YOUR INSTRUCTIONS:
Repeat the listing in full. Nothing may be added or left out.

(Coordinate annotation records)
____

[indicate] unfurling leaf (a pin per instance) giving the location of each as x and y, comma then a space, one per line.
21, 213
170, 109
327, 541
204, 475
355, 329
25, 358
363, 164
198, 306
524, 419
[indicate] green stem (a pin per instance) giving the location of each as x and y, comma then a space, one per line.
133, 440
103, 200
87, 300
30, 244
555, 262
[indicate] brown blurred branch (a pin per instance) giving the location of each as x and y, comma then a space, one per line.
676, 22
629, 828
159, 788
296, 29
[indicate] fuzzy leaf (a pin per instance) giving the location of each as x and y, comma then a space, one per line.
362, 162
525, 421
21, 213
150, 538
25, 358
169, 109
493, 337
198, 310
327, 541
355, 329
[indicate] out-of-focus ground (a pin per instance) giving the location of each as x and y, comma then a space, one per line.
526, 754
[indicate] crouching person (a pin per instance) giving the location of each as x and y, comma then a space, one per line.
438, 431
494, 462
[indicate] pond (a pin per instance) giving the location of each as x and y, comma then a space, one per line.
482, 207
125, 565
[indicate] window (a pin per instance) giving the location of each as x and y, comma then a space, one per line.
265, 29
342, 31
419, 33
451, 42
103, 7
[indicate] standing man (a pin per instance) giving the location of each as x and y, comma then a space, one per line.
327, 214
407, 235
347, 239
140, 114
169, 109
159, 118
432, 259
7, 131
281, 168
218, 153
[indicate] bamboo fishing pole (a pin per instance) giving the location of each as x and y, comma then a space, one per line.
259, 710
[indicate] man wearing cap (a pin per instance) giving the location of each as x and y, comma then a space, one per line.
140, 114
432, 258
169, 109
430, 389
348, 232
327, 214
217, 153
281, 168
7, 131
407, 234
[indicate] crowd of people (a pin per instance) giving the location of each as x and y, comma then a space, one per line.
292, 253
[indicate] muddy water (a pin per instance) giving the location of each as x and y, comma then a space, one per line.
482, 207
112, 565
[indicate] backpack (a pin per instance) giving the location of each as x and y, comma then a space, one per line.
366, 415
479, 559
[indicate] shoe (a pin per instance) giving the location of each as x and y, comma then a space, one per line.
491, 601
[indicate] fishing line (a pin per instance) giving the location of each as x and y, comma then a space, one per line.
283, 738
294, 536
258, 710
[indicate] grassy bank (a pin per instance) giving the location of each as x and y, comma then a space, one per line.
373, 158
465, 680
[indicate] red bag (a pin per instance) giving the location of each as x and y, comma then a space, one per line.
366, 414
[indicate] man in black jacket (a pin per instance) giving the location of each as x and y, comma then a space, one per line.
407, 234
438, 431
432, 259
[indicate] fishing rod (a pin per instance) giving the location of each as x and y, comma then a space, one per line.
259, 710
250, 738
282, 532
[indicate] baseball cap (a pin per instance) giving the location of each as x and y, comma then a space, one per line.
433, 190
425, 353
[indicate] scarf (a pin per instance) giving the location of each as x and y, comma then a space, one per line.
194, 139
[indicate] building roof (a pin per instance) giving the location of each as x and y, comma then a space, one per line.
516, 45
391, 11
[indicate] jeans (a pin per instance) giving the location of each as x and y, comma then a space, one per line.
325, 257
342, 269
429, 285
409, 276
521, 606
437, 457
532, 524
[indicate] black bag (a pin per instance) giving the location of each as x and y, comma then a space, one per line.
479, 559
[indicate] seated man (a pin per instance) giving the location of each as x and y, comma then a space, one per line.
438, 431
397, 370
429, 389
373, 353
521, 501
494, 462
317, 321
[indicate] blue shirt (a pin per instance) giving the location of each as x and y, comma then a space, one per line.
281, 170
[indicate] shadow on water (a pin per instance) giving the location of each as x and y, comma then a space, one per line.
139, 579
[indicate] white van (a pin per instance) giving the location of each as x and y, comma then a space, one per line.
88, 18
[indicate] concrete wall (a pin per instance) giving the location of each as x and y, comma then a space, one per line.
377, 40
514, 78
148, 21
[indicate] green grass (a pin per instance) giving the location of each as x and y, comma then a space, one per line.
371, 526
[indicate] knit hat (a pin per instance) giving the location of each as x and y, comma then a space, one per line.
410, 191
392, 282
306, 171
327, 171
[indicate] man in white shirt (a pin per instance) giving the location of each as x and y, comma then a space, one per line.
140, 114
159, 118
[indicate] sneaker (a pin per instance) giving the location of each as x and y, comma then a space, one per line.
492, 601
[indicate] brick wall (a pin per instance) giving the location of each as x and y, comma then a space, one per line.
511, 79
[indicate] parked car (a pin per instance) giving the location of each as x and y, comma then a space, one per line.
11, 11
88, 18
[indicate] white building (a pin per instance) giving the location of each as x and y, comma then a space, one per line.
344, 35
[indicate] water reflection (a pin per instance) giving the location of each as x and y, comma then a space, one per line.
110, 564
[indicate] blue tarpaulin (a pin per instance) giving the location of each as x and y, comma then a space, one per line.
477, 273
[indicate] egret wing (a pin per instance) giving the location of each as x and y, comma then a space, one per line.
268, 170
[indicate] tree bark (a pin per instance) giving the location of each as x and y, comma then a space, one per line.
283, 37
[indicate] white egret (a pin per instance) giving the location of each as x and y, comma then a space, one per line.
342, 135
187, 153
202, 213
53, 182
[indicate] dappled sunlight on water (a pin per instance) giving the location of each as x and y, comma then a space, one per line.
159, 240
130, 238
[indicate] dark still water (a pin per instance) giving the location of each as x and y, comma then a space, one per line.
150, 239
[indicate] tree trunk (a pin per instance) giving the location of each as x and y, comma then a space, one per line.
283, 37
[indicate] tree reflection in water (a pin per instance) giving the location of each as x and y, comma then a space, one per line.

____

PROBLEM SOLUTION:
[indicate] unfurling leaf (a pin per instance) giving the location of each as x and y, comma then a space, one per line.
21, 213
170, 109
327, 541
204, 475
355, 329
25, 358
363, 164
198, 306
524, 419
[indicate] green stem (a pin per instance) giving the location of each as x and y, comma then a space, one per line.
133, 440
103, 200
87, 300
30, 244
555, 262
[indicate] brown blurred branch (a pin per instance) giving the location of each as x and y, comma then a space, one per line.
676, 22
629, 828
159, 788
296, 29
[indicate] fuzzy leaf (a pin per instance) giving the location of each as x and y, comma then a space, one per line.
362, 162
525, 421
21, 213
150, 538
25, 358
169, 109
493, 337
198, 310
327, 541
355, 329
[indicate] out-of-focus ground (a pin per instance) giving the location of each as x and y, comma then a space, one per line.
526, 754
[indicate] crouching person (a pin per instance) giving the location of each as x and y, comma then a space, one per line.
438, 431
494, 462
[indicate] pond (a pin per instance) giving the location of each as x and y, comma then a space, one per line.
482, 207
125, 565
[indicate] window (a pin per instance) giving the location of each as x and y, comma then a space, one per line.
265, 29
342, 31
419, 33
451, 42
103, 7
[indicate] standing man (a pin per instance) giving the location of each as x and y, comma then a space, one per line.
327, 214
407, 235
347, 239
140, 114
169, 109
159, 118
432, 259
7, 131
281, 168
218, 153
[indicate] bamboo fishing pole (a pin per instance) giving the location of each as x and y, comma then a space, one per line.
259, 710
[indicate] man wearing cap (a pin per instance) giving the location of each as x and y, comma then a space, one per line.
140, 114
432, 258
169, 109
430, 389
348, 232
327, 214
217, 153
281, 168
7, 131
407, 234
[indicate] crowd of people (a pin per instance) giving the location of each as x and y, comma then a space, one per line.
292, 253
[indicate] muddy water (a pin per instance) giving the location of each as x and y, comma then a space, one per line.
482, 207
112, 565
[indicate] backpack (a pin per instance) giving the location of each as x and y, comma then a space, one per line.
366, 415
479, 559
[indicate] shoe (a pin per instance) giving the location of each as x and y, comma then a space, one per line.
491, 601
[indicate] fishing line (a pin per instance) giving the location of each as x and y, comma then a space, one per line.
283, 738
294, 536
258, 710
[indicate] grassy bank (a pin per instance) giving the location of each as x and y, comma then a space, one per line.
373, 158
465, 680
[indicate] red bag (a pin per instance) giving the location of each as x and y, comma then a space, one per line.
366, 414
[indicate] man in black jacket (a pin per instance) giving the location of each as x and y, comma then a space, one per line.
407, 234
438, 431
432, 259
[indicate] fishing rod (a pin per instance) giving the location of each as x and y, comma then a space, one per line.
259, 710
250, 738
282, 532
[indicate] baseball cap (a pin per instance) giving the location of each as x and y, comma then a space, one per line.
433, 190
425, 353
[indicate] scarf (a pin per instance) giving the location of each as x and y, comma then a space, one per line.
194, 139
[indicate] building roof (a pin per instance) giving the location of each as x and y, comma then a space, one per line.
516, 45
391, 11
[indicate] jeans (a pin per instance) giving the location of each as x and y, comma then a space, one per line.
325, 257
342, 269
429, 285
409, 276
521, 606
437, 457
532, 524
[indicate] black bag (a pin per instance) giving the location of each as x and y, comma then a space, one per line.
479, 559
[indicate] seated man (a pin per instance) giving the location of each as x and y, comma then a space, one per line.
438, 431
397, 370
429, 389
373, 353
521, 501
494, 462
317, 321
[indicate] blue shirt (a pin per instance) giving the location of each as x and y, comma then a space, one per line.
281, 170
[indicate] shadow on water (a pin per instance) giving the location of each as x and y, comma then a space, one per line.
139, 579
[indicate] white van (a pin per instance) giving the location of each as x and y, comma then a space, one per line.
88, 18
[indicate] concrete wall (a pin per instance) giving the location of each as x and y, comma then a space, one per line.
377, 40
514, 78
148, 21
[indicate] green grass (a pin per instance) giving the location of each as x and y, comma then a space, one per line.
371, 526
[indicate] knit hat (a pin per instance) giving the location of each as x and y, comma then a space, one per line.
410, 191
392, 282
306, 171
327, 171
[indicate] man in white shirt (a pin per instance) giving the location of each as x and y, comma then a space, one per line.
140, 114
159, 118
[indicate] sneaker (a pin per instance) giving the location of each as x and y, comma then a space, one per line.
492, 601
[indicate] brick wall (a pin per instance) giving the location of each as x and y, comma then a space, one per line.
511, 79
[indicate] parked car (a pin per instance) giving the location of each as x and y, comma then a space, one per line.
11, 11
88, 18
[indicate] white building (a pin per instance) giving the location of each as x and y, comma then a space, one per line.
344, 35
[indicate] water reflection (a pin per instance) giving the location of each as x and y, comma then a space, one per line.
110, 564
[indicate] blue tarpaulin (a pin per instance) giving the location of each as x and y, comma then a space, one per line.
477, 273
[indicate] egret wing (a pin per instance) giving the location of each as x and y, comma then a space, one per line.
268, 170
[indicate] tree bark (a pin per instance) giving the location of each as x and y, comma then a space, one per line.
283, 37
[indicate] white egret (a pin per instance) giving the location of each as x and y, comma then a space, one per line.
342, 135
187, 153
202, 213
53, 182
[indicate] dappled sunlight on water (a pin per instance) giving the location of each as x and y, comma then a space, one per line.
159, 240
130, 238
[indicate] dark still water (a pin per instance) giving the location of each as x and y, comma then a space, one per line.
150, 239
[indicate] tree trunk (a pin per instance) giving the location of each as x and y, comma then a space, one per line.
283, 37
[indicate] tree reflection in water (a pin per instance) giving the location of each as x and y, comma then a space, one per line.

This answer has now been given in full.